Конец света – безусловная катастрофа для тех, кто живет во времени. Рецепт спасения единственный – постепенно переносить тяжесть (или легкость) своего «я» сначала на душевный, а потом на духовный план. Для этого обретают в себе храм, «ковчеже, позлащенный духом», делают его явленным.

«Опыт – критерий истины» – сказано правильно. Опыт подсказывает нам, что не каждый человек обладает душой. Душа – жемчужина, которая есть в раковине или которой нет. Чтобы убедиться в этом воочию, осторожно приоткрываешь створки. И радуешься или в страхе убегаешь. Потому что человек (именно человек, а не, допустим, собака, с которой все не так просто), не обладающий душой, – существо чрезвычайно опасное.

С духом сложнее. Он подобен саду (райский сад – аналог духа), его взращивают. И тут – хорошо это или плохо, судить не берусь, – нужны единомышленники. Один сажает, другой поливает, третий окучивает. Нужна церковь уже не как здание, а невидимая Церковь истинно верующих. «Я ходил в твой храм, Господи», – скажут многие, когда придет время. «Изыдите, не видел я вас в Храме своем», – проречет Господь.

Перефразируя древнее изречение, скажем: жизнь – ложь, смерть – неправда, но за пределами жизни и смерти есть выход. Другими словами, за пределами жизни и смерти существует некий источник бытия, для приобщения к которому необходима метанойя – изменение сознания. Цель – достижение состояния, когда вопрос о вечной жизни лишается смысла, поскольку преодолевается само противопоставление жизни и смерти. Христос победил смерть не как один силач другого, а как большее объемлет, вбирает в себя меньшее. «Обретенье смелости Божью зреть лазурь» приходит через осознание того, что

 

Все, что мы побеждаем, малость,

Нас унижает наш успех…

 

(Рильке)

Даже успех в том, что мы полагаем приближением к Богу.

Входя в обитель Бога, мы вступаем в полумрак, который путем внутреннего усилия или насилия над собой следует преобразовать в полную тьму. Достигается это через любовь к Богу, который предполагается несуществующим. «Через воздействие темной ночи Он удаляется от нас, чтобы Его не любили той любовью, которой скупой любит свое сокровище… Если мы любим Бога, считая Его несуществующим, Он проявит свое существование» (С. Вейль).

Первый шаг на пути обретения духовной жизни – нисхождение в ад, «нигредо» в алхимической терминологии, погружение в космическую ночь, в чрево земли. Здесь зарождается «тело славы»– «атрибут существа высшего порядка».

# # # #

**ЗАДАНИЯ**
- a) Определите, соответствуют ли фрагменту текста утверждения (i), (ii) и (iii). На каждое ответьте «да» или «нет» и подтвердите ответ точной цитатой из фрагмента.
(i) Согласно фрагменту, каждый человек обладает душой.
(ii) Дух во фрагменте сравнивается с садом.
(iii) Первым шагом на пути обретения духовной жизни названо восхождение на небо.
- b) Ответьте по фрагменту текста на вопросы (i), (ii) и (iii) и пометьте ответы теми же знаками.
(i) Что такое метанойя?
(ii) Кто указан автором цитаты о воздействии темной ночи?
(iii) Как нисхождение в ад называется в алхимической терминологии?
- c) Перепишите часть фрагмента текста от слов «Перефразируя древнее изречение, скажем: жизнь» до слов «приближением к Богу.» включительно, заменив «Христос» на «Спаситель».

# # # #

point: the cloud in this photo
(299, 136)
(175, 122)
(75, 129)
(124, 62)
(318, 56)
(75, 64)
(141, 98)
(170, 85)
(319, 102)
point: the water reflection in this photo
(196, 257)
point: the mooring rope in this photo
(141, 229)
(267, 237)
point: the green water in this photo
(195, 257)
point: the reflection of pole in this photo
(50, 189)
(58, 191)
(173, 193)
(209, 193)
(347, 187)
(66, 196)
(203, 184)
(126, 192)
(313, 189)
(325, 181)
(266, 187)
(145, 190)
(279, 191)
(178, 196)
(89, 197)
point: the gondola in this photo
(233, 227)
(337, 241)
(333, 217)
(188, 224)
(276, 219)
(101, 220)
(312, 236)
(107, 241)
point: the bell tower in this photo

# # # #

**ОТВЕТЫ К ЗАДАНИЯМ**
- a)
(i) Нет: «не каждый человек обладает душой».
(ii) Да: «Он подобен саду».
(iii) Нет: «Первый шаг на пути обретения духовной жизни – нисхождение в ад».

- b)
(i) Изменение сознания.
(ii) С. Вейль.
(iii) «Нигредо».

- c)
Перефразируя древнее изречение, скажем: жизнь – ложь, смерть – неправда, но за пределами жизни и смерти есть выход. Другими словами, за пределами жизни и смерти существует некий источник бытия, для приобщения к которому необходима метанойя – изменение сознания. Цель – достижение состояния, когда вопрос о вечной жизни лишается смысла, поскольку преодолевается само противопоставление жизни и смерти. Спаситель победил смерть не как один силач другого, а как большее объемлет, вбирает в себя меньшее. «Обретенье смелости Божью зреть лазурь» приходит через осознание того, что

 

Все, что мы побеждаем, малость,

Нас унижает наш успех…

 

(Рильке)

Даже успех в том, что мы полагаем приближением к Богу.